**Pointing and labeling entries:**
● ● ●
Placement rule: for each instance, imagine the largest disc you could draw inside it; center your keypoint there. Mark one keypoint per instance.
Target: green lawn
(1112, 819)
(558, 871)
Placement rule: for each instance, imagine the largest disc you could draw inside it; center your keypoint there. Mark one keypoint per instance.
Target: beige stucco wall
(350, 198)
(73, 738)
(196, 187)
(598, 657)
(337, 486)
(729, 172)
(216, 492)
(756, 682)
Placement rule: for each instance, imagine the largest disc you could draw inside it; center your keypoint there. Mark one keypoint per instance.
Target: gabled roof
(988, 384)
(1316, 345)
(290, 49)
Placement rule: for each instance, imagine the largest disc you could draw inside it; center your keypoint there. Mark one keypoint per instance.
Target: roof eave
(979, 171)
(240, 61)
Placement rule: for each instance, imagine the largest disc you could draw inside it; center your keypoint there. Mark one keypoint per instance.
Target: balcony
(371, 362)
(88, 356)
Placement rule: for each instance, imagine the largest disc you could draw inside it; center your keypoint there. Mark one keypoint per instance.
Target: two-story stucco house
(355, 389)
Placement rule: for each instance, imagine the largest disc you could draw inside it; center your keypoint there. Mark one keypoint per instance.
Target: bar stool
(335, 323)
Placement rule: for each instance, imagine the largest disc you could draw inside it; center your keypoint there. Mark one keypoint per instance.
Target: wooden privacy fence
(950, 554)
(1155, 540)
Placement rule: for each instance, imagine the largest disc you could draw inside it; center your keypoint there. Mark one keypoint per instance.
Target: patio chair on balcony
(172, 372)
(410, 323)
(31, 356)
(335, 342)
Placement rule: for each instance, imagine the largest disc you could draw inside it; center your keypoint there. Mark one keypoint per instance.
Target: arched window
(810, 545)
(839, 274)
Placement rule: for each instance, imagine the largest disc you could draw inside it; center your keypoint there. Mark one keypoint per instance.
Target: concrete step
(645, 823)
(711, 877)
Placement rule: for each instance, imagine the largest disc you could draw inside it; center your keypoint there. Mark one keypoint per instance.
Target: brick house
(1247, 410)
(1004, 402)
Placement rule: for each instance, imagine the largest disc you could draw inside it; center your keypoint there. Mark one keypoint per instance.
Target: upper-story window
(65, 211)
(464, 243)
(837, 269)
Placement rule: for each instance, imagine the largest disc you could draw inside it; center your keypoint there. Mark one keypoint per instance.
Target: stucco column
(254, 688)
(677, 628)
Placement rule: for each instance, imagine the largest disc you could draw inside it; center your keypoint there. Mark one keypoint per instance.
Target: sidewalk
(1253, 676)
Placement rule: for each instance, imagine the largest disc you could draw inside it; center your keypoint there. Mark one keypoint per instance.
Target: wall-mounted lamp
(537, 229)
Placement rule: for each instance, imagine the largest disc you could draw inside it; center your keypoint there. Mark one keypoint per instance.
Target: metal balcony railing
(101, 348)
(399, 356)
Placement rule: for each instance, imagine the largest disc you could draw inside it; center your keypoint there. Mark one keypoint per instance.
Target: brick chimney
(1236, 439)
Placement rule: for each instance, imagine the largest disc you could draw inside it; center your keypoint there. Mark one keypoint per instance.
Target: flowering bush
● ● ●
**PROBLEM REQUIREMENTS:**
Extract the entries above verbatim.

**EXERCISE RESPONSE:**
Placement rule: for each instance, imagine the largest disc you could draw inside it; center your keypoint there. Mark one keypoint per instance.
Target: green lawn
(1112, 819)
(558, 871)
Placement rule: for each instance, imagine the largest disc you could draw inside it; center your keypoint there. Mark one keypoint per instance.
Target: beige stucco wall
(350, 198)
(73, 738)
(196, 187)
(598, 657)
(337, 486)
(729, 172)
(216, 492)
(756, 682)
Placement rule: for each instance, imagine the largest disc you could draw inside it; center your keypoint there. Mark one keypoint per instance.
Target: gabled roof
(988, 384)
(1316, 345)
(290, 49)
Placement rule: for each instance, imagine the largest disc you could draw inside it; center your keypoint there. Mark one keypoint per instance.
Target: roof eave
(979, 171)
(240, 61)
Placement rule: for each instance, imagine the largest disc you could draw inside it; center your keypoint there. Mark one keypoint per instance.
Target: balcony
(371, 362)
(88, 356)
Placement rule: for each instance, imagine the largest disc you could draw inside it; center your keypoint there. Mark one keypoint per instance.
Target: two-story stucco house
(355, 389)
Placement rule: for each instance, imagine the largest disc you could draw inside it; center your keypoint there. Mark one keypoint per instance.
Target: bar stool
(335, 323)
Placement rule: for each instance, imagine the largest disc you could draw inside it; center your keypoint there. Mark one keypoint per instance.
Target: wooden privacy fence
(950, 554)
(1155, 540)
Placement rule: for each instance, imagine the largest disc you could draw inside it; center your keypoint there. Mark one keypoint per instance.
Target: patio chair on balcony
(172, 372)
(410, 323)
(31, 356)
(335, 342)
Placement rule: for each instance, imagine the largest disc you could draw inside it; center your keypoint there. Mark one keypoint per instance.
Target: arched window
(810, 545)
(839, 274)
Placement rule: for each instance, imagine the largest disc you could draw inside it; center your keypoint there. Mark one keypoint per instance.
Target: concrete step
(645, 823)
(711, 877)
Placement rule: for each instance, imagine the largest disc you could draw inside it; center your keypoint there. Mark one keypoint per instance.
Target: brick house
(1247, 410)
(1004, 402)
Placement rule: for each instance, imagine the largest disc you could draw inside it; center your keypoint there. Mark one keypoint per instance.
Target: upper-story window
(65, 211)
(464, 243)
(837, 269)
Placement rule: for each instance, imagine the largest disc you could draw inside it; center your keypoint there. Mark one keypoint per instance.
Target: stucco column
(254, 688)
(677, 628)
Placement rule: for each instance, imagine the largest disc you could draw inside it; center your keypoint there. Mark one keypoint per instance.
Target: sidewalk
(1253, 676)
Placement rule: for each instance, imagine the largest disc you could draw inside it; center your keypoint there. Mark one keypoint per instance.
Target: wall-mounted lamp
(537, 229)
Placement rule: for each instance, imagine the largest disc you could draw inside it; center your keypoint there. Mark one keypoint per instance.
Target: metal balcony railing
(101, 348)
(399, 356)
Placement rule: for each instance, imagine the largest disc you could draw inside it; center your keypoint there. Mark one keypoint per instance.
Target: brick chimney
(1236, 439)
Placement rule: for each instance, imagine the largest disc you could draw inside it; center your keypoint there. Mark one keypoint per instance.
Target: flowering bush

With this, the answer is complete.